A representative dispensing closure, employing a pivotably mounted spout, is disclosed in U.S. Pat. No. 3,111,245, granted Nov. 19, 1963, to Sidney Libit and Arthur Newby. Such patent discloses a closure comprising, principally, a base (10) that is screwed into the neck of a bottle (20), and a spout (11) that is moved, or pivoted, relative thereto. The spout is received in a cavity (25) defined on the upper surface of the cap, and the cylindrical knuckle, or base, of the spout is retained therein. A bore (57) extends through the spout, as shown in FIG. 4, and a bore (60) is formed through the cap to establish communication with the interior of the knuckle, or base, as shown in FIG. 6. Movement of the spout to its "on" or discharge position is limited by the engagement of pad (31) with an indentation in the spout 11, as shown in FIG. 3. When the spout is in its vertical position, the bores (57, 60) are aligned, and the product retained in the container can be discharged. When the spout is pivoted downwardly, the bores are misaligned and discharge is not possible, for the base of the spout blocks the bore (60) in the cap.
Other representative dispensing closures employing a pivotably mounted spout are disclosed in U.S. Pat. No. 4,209,114, U.S. Pat. No. 4,219,138, and in U.S. Pat. No. 4,756,451. These three patents, and the present application, are assigned to Polytop Corporation.
U.S. Pat. No. 4,756,451 employs a rib (54), or lug, located on the exposed surface of the cylindrical base of the spout, to facilitate opening same. The rib is uniquely configured so that sufficient purchase is available to allow the spout to be rotated to its vertically oriented, discharge position, wherein the bore (46) of the spout is aligned with the opening (34) in the bottom wall of the cavity that receives the base of the spout. The path of travel of the spout is shown in FIG. 3 of the Wilson '451 patent. Additional ribs on the spout, and on the upper surface of the cap, impart a child resistant safety characteristic to the spouted closure, as well.
Known dispensing closures, employing pivotably mounted spouts, including those cited and discussed above, invariably require that the spout be pivoted into a vertical position before discharge can occur. Only in the vertical position is the central passage in the spout fully aligned with the opening in the cap that communicates with the interior of the container for the product to be dispensed.
The known dispensing closures employing pivotably mounted spouts are ill-designed to meet the challenge of discharging a product at an angle of less than 90° to the horizontal. The angular discharge would be advantageous in discharging a cleanser under the rim of a toilet bowl, in discharging oven cleansers, in discharging lubricants, waxes, polishes, etc and in other applications where the product being discharged would tend to fall, or drip, back onto the user.

....................

Please resume the text on dispensing closures with pivoting spouts, picking up right after its last sentence. The items after this text have nothing to do with what you are asked to do.

STORED ROWS ->
....................

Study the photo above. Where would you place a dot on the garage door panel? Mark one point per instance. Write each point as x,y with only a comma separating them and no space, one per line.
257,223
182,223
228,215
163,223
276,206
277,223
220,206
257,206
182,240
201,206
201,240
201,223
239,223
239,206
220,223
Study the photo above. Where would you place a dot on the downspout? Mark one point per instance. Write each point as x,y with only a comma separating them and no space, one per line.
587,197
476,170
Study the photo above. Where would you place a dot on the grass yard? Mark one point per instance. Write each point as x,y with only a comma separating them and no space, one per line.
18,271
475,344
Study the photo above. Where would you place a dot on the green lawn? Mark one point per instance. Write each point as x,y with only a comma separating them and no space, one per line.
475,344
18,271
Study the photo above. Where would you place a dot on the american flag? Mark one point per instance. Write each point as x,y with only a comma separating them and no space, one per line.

....................

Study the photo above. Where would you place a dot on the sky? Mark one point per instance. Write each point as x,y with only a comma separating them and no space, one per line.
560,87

....................

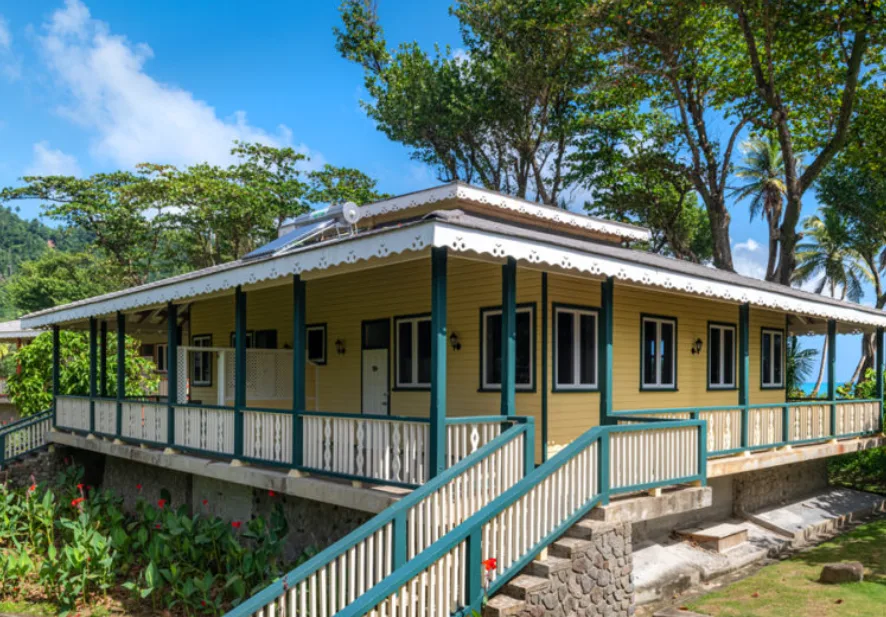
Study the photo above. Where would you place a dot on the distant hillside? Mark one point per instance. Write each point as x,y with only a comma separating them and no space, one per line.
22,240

....................

TASK RESULT ->
In accordance with the present invention, cooperating surfaces are defined between the spout and the cap of a dispensing closure to retain the spout in an opened position that is inclined at far less than 90° to the horizontal plane of the closure. In the preferred embodiment, the cooperating surfaces assume the form of a lug defined on the spout and a stop defined in the cylindrical cavity of the cap that receives the spout. The lug and the stop may limit the pivotal movement of the spout to 45°, or less, above the horizontal plane, and in extreme cases, may limit such movement to 15°-20° above the horizontal plane.
Additionally, the lug and the stop may be complementary in shape, and may thus provide a positive stop for the spout. The positive stop is a tactile signal that the spout is fully opened, even though it is tilted only 15°-20° above the horizontal plane of the cap. The cap may be executed in a slightly softer, more resilient material, that yields to allow the lug to be seated in the stop, or recess, in the cap, with an audible, clicking sound.
In the open position of the present invention, the cylindrical base of the spout partially eclipses, blocks, or overlays, the bore through the cap that opens into the cavity that receives the spout. An enlarged scoop is formed at the inlet end of the spout, and such scoop provides greater access to the bore in the spout. The scoop compensates for the partial eclipsing of the bore in the cap, back pressure is reduced, and the product may be discharged freely even though the bores are not in complete alignment.
Other advantages attributable to the present invention will become apparent to the skilled artisan when the appended drawings are construed in harmony with the ensuing detailed description of the invention.
FIG. 1 is a perspective view of a conventional container with a preferred embodiment of a dispensing closure constructed in accordance with the principles of the present invention being secured thereto, such dispensing closure being shown in its opened position;
FIG. 2 is a vertical cross-sectional view of the dispensing closure of FIG. 1, on a larger scale, such dispensing closure being shown in its closed position;
FIG. 3 is a vertical cross-sectional view of the dispensing closure of FIG. 1, on a larger scale, such dispensing closure being shown in its opened position;
FIG. 4 is a top plan view of the dispensing closure of FIG. 2;
FIG. 5 is a fragmentary, vertical cross-sectional view of the spout and the cap of the dispensing closure of FIGS. 1-4, such view showing the cooperating lug and stop that positively retain the spout in an opened position; and
FIG. 6 is an end view of a fragment of the spout, such view showing the scoop formed at the inlet end of the spout.
FIG. 1 depicts a plastic container 10 that receives a dispensing closure 12, in threaded engagement, upon its neck. The container may be formed of plastic, and may be squeezed by the user to facilitate discharge through dispensing closure 12.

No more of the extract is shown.